[PROBLEM STATEMENT]
Will you quote all of the entries, word for word?

[RECORD EXCERPTS]

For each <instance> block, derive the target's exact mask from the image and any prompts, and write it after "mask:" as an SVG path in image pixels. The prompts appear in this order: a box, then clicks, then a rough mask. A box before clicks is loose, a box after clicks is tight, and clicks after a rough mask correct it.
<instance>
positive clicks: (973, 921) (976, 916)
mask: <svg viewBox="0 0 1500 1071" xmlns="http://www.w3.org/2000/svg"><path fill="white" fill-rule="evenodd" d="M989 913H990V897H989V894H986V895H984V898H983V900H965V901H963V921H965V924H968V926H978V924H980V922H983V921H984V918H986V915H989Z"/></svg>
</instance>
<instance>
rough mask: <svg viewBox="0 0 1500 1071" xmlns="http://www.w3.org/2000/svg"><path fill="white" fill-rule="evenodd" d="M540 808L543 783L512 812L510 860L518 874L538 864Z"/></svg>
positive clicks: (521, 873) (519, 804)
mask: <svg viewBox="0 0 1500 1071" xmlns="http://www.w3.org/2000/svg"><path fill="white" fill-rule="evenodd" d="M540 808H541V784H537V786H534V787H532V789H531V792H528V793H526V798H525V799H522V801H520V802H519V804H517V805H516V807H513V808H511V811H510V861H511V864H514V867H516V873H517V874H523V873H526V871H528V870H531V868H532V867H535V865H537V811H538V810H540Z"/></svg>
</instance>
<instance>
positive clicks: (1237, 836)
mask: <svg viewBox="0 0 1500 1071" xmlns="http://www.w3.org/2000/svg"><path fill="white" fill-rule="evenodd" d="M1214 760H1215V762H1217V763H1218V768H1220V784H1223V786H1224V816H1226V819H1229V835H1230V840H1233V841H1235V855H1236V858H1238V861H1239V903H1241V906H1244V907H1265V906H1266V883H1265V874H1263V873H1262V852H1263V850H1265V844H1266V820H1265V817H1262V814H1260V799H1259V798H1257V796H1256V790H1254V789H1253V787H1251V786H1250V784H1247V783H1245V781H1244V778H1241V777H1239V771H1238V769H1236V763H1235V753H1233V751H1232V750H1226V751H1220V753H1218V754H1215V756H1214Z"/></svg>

[RESPONSE TO THE EXERCISE]
For each <instance> block, derive the target's exact mask from the image and any prompts, and write it after "mask:" as an SVG path in image pixels. The prompts appear in this order: a box, then clicks, then a rough mask. A box before clicks is loose, a box after clicks is tight, and clicks after a rough mask correct it.
<instance>
positive clicks: (973, 921) (976, 916)
mask: <svg viewBox="0 0 1500 1071" xmlns="http://www.w3.org/2000/svg"><path fill="white" fill-rule="evenodd" d="M989 913H990V897H989V894H986V895H984V898H983V900H965V901H963V921H965V924H968V926H978V924H980V922H983V921H984V918H986V915H989Z"/></svg>
</instance>
<instance>
rough mask: <svg viewBox="0 0 1500 1071" xmlns="http://www.w3.org/2000/svg"><path fill="white" fill-rule="evenodd" d="M540 808L543 783L512 812L510 860L518 874L538 864Z"/></svg>
positive clicks: (521, 873) (519, 804)
mask: <svg viewBox="0 0 1500 1071" xmlns="http://www.w3.org/2000/svg"><path fill="white" fill-rule="evenodd" d="M540 808H541V784H537V786H534V787H532V789H531V792H528V793H526V798H525V799H522V801H520V802H519V804H517V805H516V807H513V808H511V811H510V861H511V864H514V867H516V873H517V874H523V873H526V871H528V870H531V868H532V867H535V865H537V811H538V810H540Z"/></svg>
</instance>
<instance>
positive clicks: (1237, 836)
mask: <svg viewBox="0 0 1500 1071" xmlns="http://www.w3.org/2000/svg"><path fill="white" fill-rule="evenodd" d="M1214 760H1215V762H1217V763H1218V768H1220V784H1223V786H1224V816H1226V819H1229V835H1230V840H1233V841H1235V855H1236V858H1238V861H1239V903H1241V906H1244V907H1265V906H1266V883H1265V874H1263V873H1262V852H1263V850H1265V844H1266V820H1265V817H1262V814H1260V799H1259V798H1257V796H1256V790H1254V789H1253V787H1251V786H1250V784H1247V783H1245V781H1244V778H1241V777H1239V771H1238V769H1236V763H1235V753H1233V751H1232V750H1226V751H1220V753H1218V754H1215V756H1214Z"/></svg>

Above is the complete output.